◆ PROBLEM TO WORK ON ◆
At the line containing "Would you mind indicating the dense", begin retyping, and stop after the last line of the data; add nothing.

◆ INPUT DATA ◆
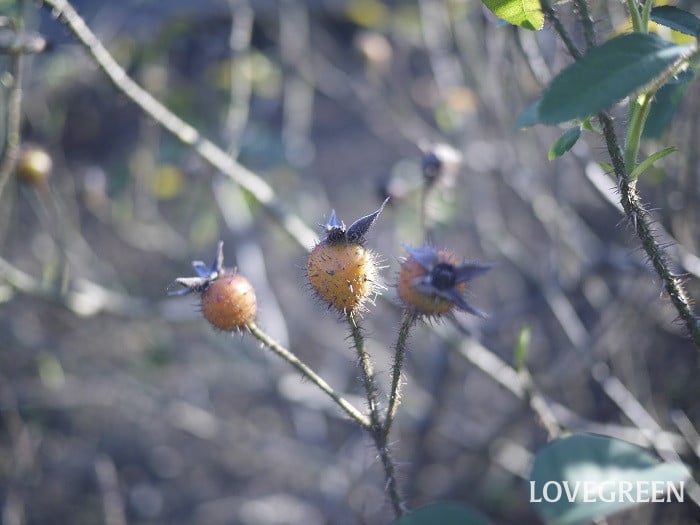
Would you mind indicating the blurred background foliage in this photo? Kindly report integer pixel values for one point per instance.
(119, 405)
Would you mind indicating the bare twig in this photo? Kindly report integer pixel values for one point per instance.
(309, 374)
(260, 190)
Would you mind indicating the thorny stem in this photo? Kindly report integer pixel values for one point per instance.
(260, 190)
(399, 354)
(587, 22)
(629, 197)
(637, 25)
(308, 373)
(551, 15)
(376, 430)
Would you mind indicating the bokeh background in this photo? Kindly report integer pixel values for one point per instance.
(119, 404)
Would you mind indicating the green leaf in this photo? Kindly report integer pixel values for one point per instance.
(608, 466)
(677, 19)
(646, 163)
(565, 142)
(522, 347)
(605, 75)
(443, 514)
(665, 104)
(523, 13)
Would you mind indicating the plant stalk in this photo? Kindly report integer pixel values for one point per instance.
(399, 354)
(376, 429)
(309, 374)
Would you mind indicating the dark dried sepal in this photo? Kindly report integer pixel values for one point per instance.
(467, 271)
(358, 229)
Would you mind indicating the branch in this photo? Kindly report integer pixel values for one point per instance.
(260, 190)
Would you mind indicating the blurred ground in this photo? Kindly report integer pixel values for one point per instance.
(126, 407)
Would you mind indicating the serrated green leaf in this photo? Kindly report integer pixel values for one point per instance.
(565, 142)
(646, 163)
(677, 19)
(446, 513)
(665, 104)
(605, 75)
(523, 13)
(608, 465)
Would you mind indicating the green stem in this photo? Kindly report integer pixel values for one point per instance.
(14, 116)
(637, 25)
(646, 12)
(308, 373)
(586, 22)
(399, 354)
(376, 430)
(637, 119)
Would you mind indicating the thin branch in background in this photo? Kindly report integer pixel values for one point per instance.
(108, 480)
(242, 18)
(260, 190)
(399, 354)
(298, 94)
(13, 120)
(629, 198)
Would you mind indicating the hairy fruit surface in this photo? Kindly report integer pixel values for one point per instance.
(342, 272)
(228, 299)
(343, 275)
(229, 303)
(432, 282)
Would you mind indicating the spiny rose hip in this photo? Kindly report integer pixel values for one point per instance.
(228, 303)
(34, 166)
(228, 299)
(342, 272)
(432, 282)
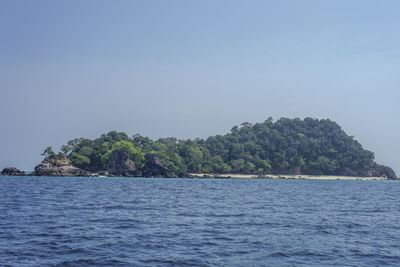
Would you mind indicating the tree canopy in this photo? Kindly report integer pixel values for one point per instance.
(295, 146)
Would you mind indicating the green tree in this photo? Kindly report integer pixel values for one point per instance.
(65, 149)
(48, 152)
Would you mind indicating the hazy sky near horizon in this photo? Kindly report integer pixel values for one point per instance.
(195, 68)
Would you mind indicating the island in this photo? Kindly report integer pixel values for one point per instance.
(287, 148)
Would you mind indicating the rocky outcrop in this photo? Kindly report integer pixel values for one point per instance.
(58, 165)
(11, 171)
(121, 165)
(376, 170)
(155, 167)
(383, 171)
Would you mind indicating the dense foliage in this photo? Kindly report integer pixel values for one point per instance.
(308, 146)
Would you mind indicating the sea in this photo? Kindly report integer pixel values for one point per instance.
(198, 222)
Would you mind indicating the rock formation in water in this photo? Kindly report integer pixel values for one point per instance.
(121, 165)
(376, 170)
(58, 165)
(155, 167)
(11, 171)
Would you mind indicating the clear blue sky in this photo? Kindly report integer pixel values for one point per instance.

◆ TASK ANSWER ◆
Would you mind indicating the dense foliage in this photo? Kindly report integer pixel values for one point per instance.
(308, 146)
Would you mind indicating the sea in this photo? Kindly report integer pixel values for one point per instance.
(198, 222)
Would you mind indicating the rock formation in water in this photo? Kindly report integer pixel values for one point per instance.
(121, 165)
(376, 170)
(58, 165)
(155, 167)
(11, 171)
Would you mind indicating the clear blue sky in this photo? Kindly report integer pixel values for one point per instance.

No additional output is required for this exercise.